• [Task set]
[1] Using the passage on Energy Internal Rate of Return, decide whether each statement agrees with it, and back each yes or no with the deciding words quoted from the passage. (a) Wood cofiring means changing existing coal plants to burn up to 10% wood chips instead of coal. (b) The writer found several studies of the EROI of efficiency technologies. (c) Photovoltaic is described as having a high EIRR.
[2] According to the passage on Energy Internal Rate of Return, which study found wood cofiring to be one of the most economic ways of producing clean energy?

• [Passage shown]

▶

Except in special circumstances involving complex or radically different size cash flows, an investor will prefer an investment with a higher IRR.

Energy Internal Rate of Return (EIRR)

I first suggested that IRR be adapted to EROI analysis by substituting energy flows for investment flows in early 2007.  I called the concept Energy
Internal Rate of Return, or EIRR
.  Since no one else has picked up the concept in the meantime, I’ve decided to do some of the basic analysis myself.

To convert an EROI into an EIRR, we need to
know the lifetime of the installation, and what percentage of the energy cost is fuel compared to the percentage of the energy embodied in the plant.  The following chart shows my preliminary calculations for EIRR, along with the plant lifetimes I used, and the EROI shows as the size of each bubble.


The most valuable energy resources are those with large bubbles (High EROI) at the top of the chart (High EIRR.)  Because of the low EIRR of Photovoltaic, Nuclear, and Hydropower, emphasizing these technologies in the early stage of the transition away from fossil fuels is much more likely to lead to a Renewables Hump scenario in which we don’t have enough surplus energy to both make the transition without massive disruption to the rest of the economy.

How to Avoid a "Renewables Hump"

Note that the three fossil fuels (oil, gas, and coal) all have high EIRRs.  As we transition to lower carbon fuels, we will want to keep as many high EIRR fuels in our portfolio as possible. 

The chart shows two renewables with EIRRs comparable to those of fossil fuels: Wood cofiring, and Wind.  Wood cofiring, or modifying existing coal plants to burn up to 10% wood chips instead of coal was found to be one of the most economic ways of producing clean energy in the California RETI study. The scope for incorporating biomass cofiring is fairly limited, however, since it requires an existing coal plant (not all of which are suitable) as well as a local supply of wood chips.  Some coal plants may also be converted entirely to wood, but only in regions with plentiful supplies of wood and for relatively small plants.  The EIRR for this should fall somewhere between Wood cofiring and Wood Biomass, which is intended to represent the cost of new wood to electricity plants.

Natural Gas

To avoid a Renewables Hump, we will need to emphasize high-EIRR technologies during the transition period.  If domestic natural gas turns out to be as abundant as the industry claims (there are serious doubts about shale gas abundance,) then natural gas is an ideal transition fuel.  The high EIRR of natural gas fired generation arises mostly because,
as shown in the chart "it’s a gas" most of the cost (and, I assume energy investment) in natural gas generation is in the form of fuel.  Natural gas generation also has the advantage of being dispatchable with generally quick ramp-up times.  This makes it a natural complement to the variability of solar and wind.

However, I think it is unlikely that we’ll have enough domestic natural gas to both (1) rely much more heavily on it in electricity generation and (2) convert much of our transportation fleet to natural gas, as suggested by T Boone Pickens.  We’re going to need more high-EIRR technologies to manage the transition.  Fortunately, such technologies exist: the more
efficient use of energy.  

Energy Efficiency and Smart Growth

I have been unable to find studies of the EROI of various efficiency
technologies.  For instance, how much energy is embodied in insulation, and how does that compare to the energy saved?  We can save transportation fuel with Smart Growth strategies such as living in more densely populated areas that are closer to where we work, and investing in mass transit infrastructure.

◀

• [Records shown]
▶

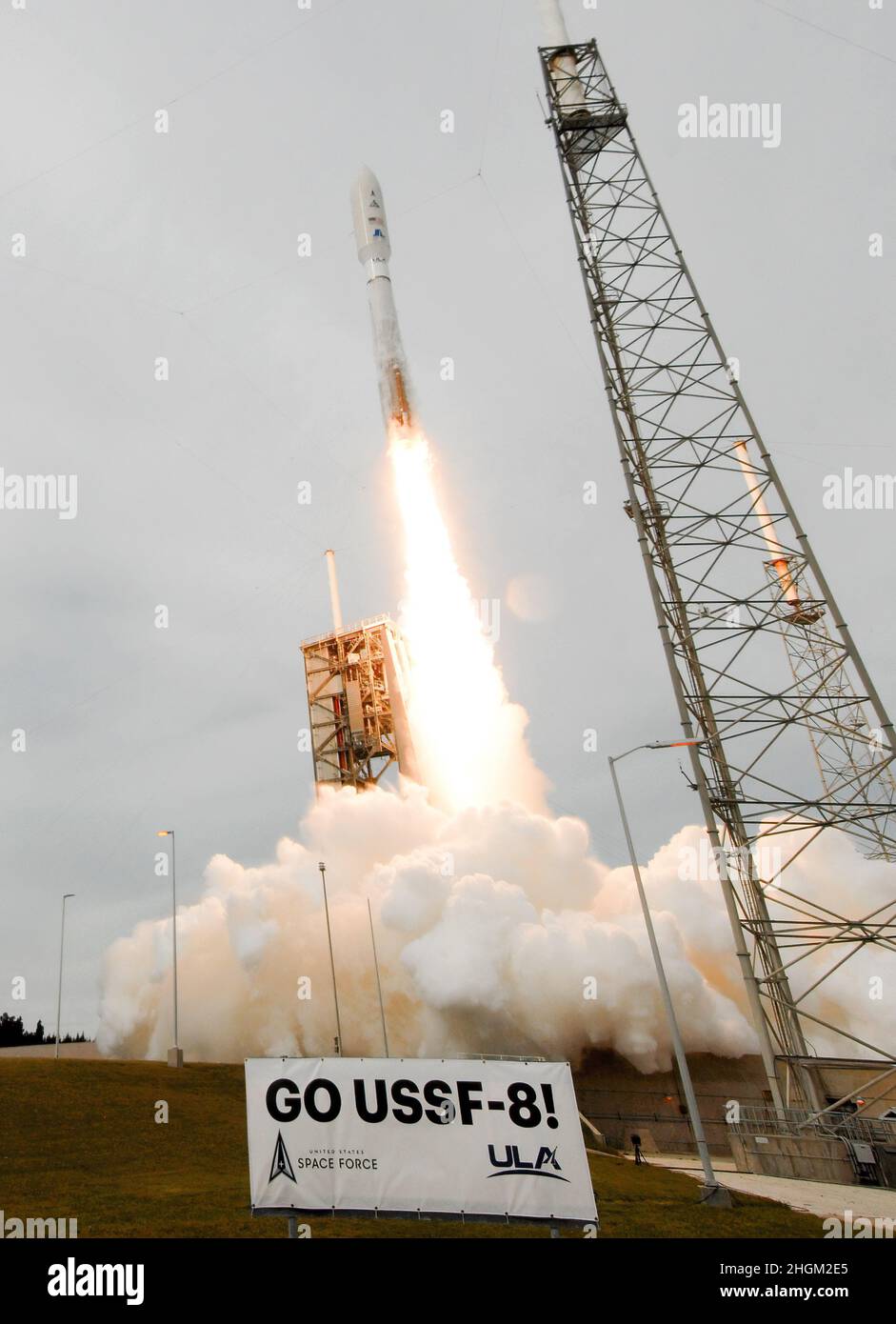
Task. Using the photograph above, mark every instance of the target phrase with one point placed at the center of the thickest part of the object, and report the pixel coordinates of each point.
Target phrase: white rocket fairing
(373, 251)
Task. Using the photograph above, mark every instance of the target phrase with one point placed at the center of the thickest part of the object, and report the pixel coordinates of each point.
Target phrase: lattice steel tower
(763, 665)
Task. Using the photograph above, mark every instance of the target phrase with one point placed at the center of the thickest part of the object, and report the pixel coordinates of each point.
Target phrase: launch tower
(763, 666)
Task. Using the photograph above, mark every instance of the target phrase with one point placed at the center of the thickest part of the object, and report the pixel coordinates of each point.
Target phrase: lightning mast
(763, 665)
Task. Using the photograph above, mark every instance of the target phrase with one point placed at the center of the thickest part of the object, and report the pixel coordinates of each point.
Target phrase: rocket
(373, 253)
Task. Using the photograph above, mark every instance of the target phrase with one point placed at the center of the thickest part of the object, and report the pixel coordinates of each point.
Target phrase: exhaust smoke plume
(496, 930)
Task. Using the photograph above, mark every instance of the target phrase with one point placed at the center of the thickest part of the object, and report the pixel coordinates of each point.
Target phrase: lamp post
(176, 1054)
(332, 964)
(58, 995)
(379, 987)
(711, 1194)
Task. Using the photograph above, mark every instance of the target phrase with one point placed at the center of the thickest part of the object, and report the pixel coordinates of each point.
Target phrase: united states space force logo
(281, 1165)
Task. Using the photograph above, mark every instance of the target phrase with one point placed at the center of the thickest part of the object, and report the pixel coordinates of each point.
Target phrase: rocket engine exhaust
(373, 253)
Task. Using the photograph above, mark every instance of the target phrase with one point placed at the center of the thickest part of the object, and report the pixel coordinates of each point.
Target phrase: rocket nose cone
(368, 214)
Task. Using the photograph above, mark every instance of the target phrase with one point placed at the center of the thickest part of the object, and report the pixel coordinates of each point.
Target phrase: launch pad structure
(356, 679)
(764, 671)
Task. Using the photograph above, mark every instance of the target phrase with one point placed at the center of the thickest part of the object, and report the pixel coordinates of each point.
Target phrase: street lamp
(332, 964)
(712, 1192)
(176, 1054)
(58, 997)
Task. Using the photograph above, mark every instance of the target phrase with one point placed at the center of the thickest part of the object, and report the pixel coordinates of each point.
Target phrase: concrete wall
(808, 1157)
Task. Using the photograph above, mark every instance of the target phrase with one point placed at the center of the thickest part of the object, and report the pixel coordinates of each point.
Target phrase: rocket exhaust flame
(780, 562)
(468, 735)
(492, 915)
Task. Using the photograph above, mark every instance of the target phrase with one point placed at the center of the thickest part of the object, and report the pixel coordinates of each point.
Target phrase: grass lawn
(80, 1140)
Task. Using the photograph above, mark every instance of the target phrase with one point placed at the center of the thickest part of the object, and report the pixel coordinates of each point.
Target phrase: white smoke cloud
(496, 930)
(496, 933)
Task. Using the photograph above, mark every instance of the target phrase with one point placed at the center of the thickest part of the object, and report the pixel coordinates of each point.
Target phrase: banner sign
(416, 1134)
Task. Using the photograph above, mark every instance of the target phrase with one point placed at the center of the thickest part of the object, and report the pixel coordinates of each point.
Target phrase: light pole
(176, 1054)
(379, 987)
(58, 995)
(712, 1192)
(332, 964)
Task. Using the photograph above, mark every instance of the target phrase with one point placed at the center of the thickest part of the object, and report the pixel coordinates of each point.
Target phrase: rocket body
(373, 253)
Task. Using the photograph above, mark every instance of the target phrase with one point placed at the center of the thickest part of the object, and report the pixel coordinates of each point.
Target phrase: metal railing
(801, 1122)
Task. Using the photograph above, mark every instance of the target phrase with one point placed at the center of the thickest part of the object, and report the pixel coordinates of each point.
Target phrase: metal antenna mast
(763, 665)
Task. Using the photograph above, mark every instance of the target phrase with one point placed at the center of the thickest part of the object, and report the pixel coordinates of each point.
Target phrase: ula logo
(511, 1164)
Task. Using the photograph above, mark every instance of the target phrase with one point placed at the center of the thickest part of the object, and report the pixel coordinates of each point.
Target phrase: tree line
(13, 1033)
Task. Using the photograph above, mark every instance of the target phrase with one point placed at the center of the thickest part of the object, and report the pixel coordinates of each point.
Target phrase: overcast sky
(183, 245)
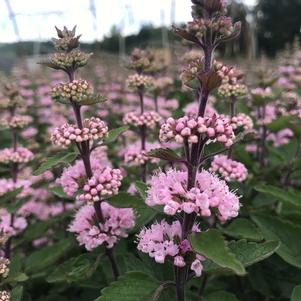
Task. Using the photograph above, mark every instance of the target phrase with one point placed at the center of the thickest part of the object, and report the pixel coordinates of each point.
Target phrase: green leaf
(221, 296)
(133, 286)
(296, 294)
(288, 234)
(72, 270)
(212, 245)
(58, 191)
(17, 293)
(280, 123)
(142, 189)
(47, 256)
(15, 266)
(10, 196)
(60, 158)
(243, 228)
(279, 194)
(113, 134)
(249, 253)
(165, 154)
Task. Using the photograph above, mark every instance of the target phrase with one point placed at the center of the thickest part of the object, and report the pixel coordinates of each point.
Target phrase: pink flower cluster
(170, 190)
(242, 121)
(93, 129)
(163, 240)
(281, 138)
(7, 185)
(191, 110)
(229, 169)
(208, 128)
(92, 234)
(149, 118)
(17, 121)
(20, 155)
(7, 228)
(105, 182)
(4, 296)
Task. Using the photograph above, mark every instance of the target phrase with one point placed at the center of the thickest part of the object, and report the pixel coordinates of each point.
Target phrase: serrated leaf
(47, 256)
(58, 191)
(289, 197)
(133, 286)
(165, 154)
(288, 234)
(243, 228)
(142, 189)
(60, 158)
(72, 270)
(213, 246)
(296, 294)
(10, 196)
(17, 293)
(221, 296)
(113, 134)
(249, 253)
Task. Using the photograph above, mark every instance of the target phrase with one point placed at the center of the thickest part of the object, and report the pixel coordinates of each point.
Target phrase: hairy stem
(85, 154)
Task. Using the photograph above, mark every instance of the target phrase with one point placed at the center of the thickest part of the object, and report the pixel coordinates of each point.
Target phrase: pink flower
(93, 129)
(229, 169)
(170, 190)
(149, 118)
(104, 182)
(163, 240)
(211, 129)
(20, 155)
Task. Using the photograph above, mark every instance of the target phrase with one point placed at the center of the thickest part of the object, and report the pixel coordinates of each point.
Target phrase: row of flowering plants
(148, 187)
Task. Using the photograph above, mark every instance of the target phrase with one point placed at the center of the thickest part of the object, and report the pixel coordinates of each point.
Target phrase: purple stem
(85, 154)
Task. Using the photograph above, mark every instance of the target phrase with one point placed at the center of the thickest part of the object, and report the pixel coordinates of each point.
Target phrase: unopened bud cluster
(242, 122)
(65, 60)
(262, 93)
(77, 91)
(208, 128)
(4, 296)
(93, 129)
(20, 155)
(149, 118)
(139, 81)
(232, 90)
(17, 121)
(105, 182)
(229, 169)
(67, 40)
(4, 267)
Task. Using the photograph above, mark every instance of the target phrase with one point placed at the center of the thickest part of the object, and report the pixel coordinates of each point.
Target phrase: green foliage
(286, 233)
(213, 246)
(296, 294)
(133, 286)
(47, 256)
(60, 158)
(242, 228)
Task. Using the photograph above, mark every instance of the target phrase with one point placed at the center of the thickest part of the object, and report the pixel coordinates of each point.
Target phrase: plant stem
(85, 154)
(142, 133)
(193, 167)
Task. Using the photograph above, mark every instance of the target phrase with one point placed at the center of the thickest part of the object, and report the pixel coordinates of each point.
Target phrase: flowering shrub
(171, 179)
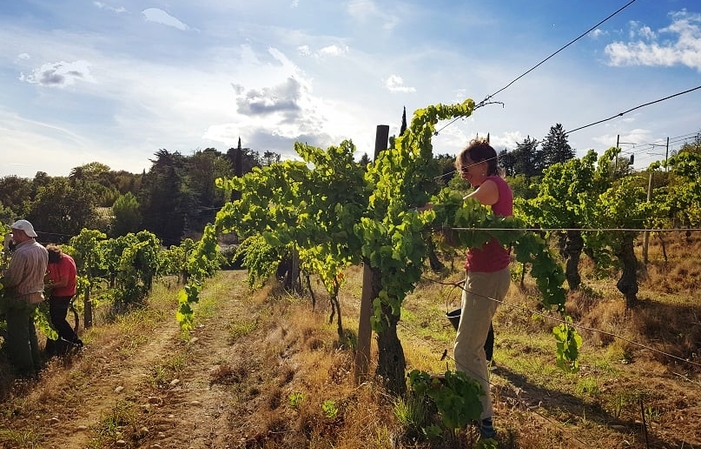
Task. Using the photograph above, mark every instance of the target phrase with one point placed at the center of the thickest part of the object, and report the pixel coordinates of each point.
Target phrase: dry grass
(264, 370)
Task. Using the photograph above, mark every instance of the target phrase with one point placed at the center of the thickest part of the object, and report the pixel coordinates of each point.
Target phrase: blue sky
(114, 81)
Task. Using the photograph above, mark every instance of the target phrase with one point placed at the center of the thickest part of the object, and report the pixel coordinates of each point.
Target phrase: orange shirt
(63, 269)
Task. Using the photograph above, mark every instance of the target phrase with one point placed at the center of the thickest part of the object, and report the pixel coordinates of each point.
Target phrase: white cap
(24, 225)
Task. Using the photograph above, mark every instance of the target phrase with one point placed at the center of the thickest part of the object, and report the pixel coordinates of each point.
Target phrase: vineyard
(585, 319)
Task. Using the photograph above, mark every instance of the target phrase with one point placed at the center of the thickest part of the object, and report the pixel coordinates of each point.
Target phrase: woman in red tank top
(487, 272)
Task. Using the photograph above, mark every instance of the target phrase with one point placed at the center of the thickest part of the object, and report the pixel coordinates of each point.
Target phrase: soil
(222, 387)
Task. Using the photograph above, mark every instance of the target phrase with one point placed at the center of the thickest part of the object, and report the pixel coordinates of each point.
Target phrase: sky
(115, 81)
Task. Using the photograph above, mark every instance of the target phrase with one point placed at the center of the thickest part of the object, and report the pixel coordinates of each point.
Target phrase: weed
(296, 399)
(330, 409)
(123, 417)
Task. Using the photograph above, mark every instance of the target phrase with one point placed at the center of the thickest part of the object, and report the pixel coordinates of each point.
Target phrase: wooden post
(362, 354)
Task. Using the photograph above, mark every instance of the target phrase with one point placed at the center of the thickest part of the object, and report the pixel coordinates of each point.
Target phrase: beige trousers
(478, 308)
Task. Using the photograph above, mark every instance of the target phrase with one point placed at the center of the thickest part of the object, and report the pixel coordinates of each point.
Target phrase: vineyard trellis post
(362, 354)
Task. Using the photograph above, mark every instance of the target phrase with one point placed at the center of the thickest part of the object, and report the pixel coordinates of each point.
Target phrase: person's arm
(487, 193)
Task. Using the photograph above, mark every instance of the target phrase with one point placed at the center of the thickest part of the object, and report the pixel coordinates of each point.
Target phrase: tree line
(177, 196)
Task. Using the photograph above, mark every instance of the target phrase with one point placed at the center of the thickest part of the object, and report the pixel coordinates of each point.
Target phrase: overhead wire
(576, 326)
(620, 114)
(487, 99)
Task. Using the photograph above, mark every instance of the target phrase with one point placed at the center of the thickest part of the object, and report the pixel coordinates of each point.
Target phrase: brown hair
(54, 253)
(479, 150)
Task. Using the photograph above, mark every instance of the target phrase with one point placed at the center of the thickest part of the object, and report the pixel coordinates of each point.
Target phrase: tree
(62, 210)
(126, 215)
(16, 194)
(555, 148)
(167, 202)
(526, 159)
(95, 178)
(203, 169)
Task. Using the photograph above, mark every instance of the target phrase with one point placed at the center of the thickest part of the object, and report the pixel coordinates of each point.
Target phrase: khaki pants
(475, 319)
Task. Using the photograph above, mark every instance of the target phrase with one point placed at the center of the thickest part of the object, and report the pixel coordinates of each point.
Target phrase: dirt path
(134, 389)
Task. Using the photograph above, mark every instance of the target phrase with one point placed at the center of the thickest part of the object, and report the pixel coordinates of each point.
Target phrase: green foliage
(568, 344)
(61, 208)
(456, 396)
(260, 258)
(329, 408)
(296, 399)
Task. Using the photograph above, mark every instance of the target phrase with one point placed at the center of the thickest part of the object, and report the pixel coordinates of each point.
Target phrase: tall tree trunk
(628, 283)
(391, 365)
(573, 251)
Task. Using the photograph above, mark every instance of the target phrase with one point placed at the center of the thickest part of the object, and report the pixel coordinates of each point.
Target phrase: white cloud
(683, 49)
(304, 50)
(334, 50)
(101, 5)
(366, 11)
(396, 84)
(59, 74)
(159, 16)
(597, 33)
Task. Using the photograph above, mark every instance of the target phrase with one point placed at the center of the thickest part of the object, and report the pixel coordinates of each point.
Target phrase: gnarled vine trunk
(573, 251)
(628, 283)
(391, 365)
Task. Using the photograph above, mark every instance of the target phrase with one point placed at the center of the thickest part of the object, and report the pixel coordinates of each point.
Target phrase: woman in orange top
(62, 282)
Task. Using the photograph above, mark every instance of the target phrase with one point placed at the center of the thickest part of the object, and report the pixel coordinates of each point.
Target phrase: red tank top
(492, 256)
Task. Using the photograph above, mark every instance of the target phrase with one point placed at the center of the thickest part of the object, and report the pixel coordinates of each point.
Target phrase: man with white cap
(24, 284)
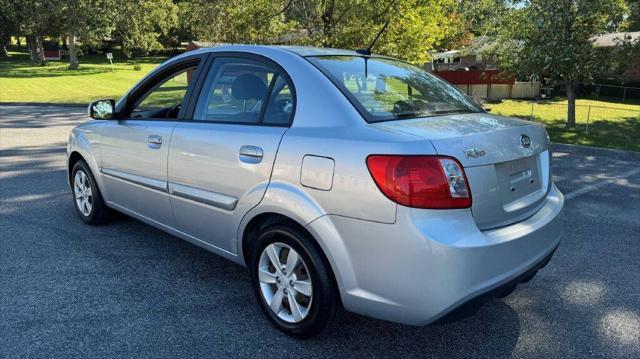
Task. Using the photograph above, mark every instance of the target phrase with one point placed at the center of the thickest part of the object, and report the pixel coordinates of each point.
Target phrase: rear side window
(245, 91)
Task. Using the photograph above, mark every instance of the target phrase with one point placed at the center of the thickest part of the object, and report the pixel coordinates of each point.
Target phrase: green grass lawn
(617, 126)
(22, 81)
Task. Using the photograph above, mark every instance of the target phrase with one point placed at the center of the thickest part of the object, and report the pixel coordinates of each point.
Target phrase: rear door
(136, 146)
(220, 161)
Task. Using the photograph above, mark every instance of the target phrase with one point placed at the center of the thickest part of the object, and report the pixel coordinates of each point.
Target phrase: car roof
(303, 51)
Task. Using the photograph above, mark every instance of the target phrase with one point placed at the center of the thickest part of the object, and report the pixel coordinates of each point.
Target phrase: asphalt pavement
(129, 290)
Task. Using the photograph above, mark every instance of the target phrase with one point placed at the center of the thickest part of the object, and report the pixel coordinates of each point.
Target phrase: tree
(632, 22)
(240, 21)
(8, 25)
(87, 20)
(553, 38)
(139, 24)
(415, 26)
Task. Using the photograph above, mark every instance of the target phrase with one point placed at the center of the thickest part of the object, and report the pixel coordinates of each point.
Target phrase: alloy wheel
(285, 282)
(82, 193)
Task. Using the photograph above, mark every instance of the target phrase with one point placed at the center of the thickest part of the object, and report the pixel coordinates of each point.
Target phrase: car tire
(87, 199)
(311, 284)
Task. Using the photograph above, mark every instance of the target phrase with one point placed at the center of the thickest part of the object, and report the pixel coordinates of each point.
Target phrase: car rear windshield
(384, 89)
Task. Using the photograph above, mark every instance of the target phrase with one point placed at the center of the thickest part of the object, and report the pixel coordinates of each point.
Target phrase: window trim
(368, 117)
(243, 56)
(160, 74)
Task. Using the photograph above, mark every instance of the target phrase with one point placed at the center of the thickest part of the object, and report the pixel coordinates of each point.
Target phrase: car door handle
(154, 139)
(251, 154)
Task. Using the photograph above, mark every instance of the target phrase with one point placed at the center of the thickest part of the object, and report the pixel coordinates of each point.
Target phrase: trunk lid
(506, 161)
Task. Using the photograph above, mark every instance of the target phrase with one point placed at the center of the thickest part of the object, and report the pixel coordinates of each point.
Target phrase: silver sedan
(338, 178)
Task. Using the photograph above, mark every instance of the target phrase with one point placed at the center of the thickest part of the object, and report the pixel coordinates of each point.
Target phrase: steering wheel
(174, 110)
(284, 105)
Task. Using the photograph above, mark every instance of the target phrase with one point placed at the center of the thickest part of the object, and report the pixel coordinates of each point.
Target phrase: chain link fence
(624, 94)
(585, 114)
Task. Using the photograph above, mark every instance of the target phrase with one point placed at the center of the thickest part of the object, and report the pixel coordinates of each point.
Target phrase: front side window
(165, 98)
(245, 91)
(388, 89)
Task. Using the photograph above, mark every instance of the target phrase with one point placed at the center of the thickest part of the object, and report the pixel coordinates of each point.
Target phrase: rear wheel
(87, 198)
(292, 282)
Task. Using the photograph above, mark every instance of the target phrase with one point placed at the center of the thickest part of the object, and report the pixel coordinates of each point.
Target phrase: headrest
(248, 86)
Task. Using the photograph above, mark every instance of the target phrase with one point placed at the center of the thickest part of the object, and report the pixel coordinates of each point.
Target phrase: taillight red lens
(434, 182)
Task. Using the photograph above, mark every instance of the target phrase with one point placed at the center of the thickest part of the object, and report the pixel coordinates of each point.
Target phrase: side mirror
(102, 109)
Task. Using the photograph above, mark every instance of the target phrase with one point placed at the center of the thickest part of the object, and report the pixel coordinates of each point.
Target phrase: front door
(135, 147)
(220, 162)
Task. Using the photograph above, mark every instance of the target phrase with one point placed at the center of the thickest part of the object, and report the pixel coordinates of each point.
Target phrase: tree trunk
(73, 56)
(40, 48)
(31, 45)
(571, 108)
(3, 46)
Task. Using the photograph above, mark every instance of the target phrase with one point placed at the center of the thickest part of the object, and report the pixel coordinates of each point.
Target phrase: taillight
(434, 182)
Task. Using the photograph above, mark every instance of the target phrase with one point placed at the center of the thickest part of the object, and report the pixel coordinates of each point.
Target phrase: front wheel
(292, 282)
(87, 198)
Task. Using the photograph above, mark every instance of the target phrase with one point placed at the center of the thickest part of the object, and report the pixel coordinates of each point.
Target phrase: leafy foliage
(140, 23)
(553, 38)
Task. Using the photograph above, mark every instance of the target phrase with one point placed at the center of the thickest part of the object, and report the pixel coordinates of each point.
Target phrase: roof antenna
(367, 51)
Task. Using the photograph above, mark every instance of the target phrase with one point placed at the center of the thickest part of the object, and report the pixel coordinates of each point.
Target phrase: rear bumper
(430, 263)
(472, 305)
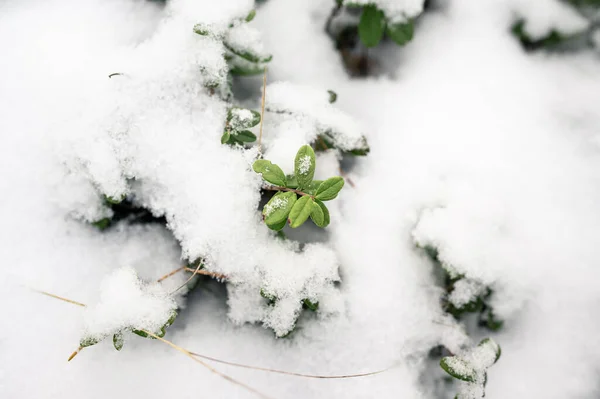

◀

• [Exercise results]
[1]
(a) Yes: "modifying existing coal plants to burn up to 10% wood chips instead of coal"
(b) No: "I have been unable to find studies of the EROI of various efficiency technologies."
(c) No: "Because of the low EIRR of Photovoltaic, Nuclear, and Hydropower"

[2] The California RETI study.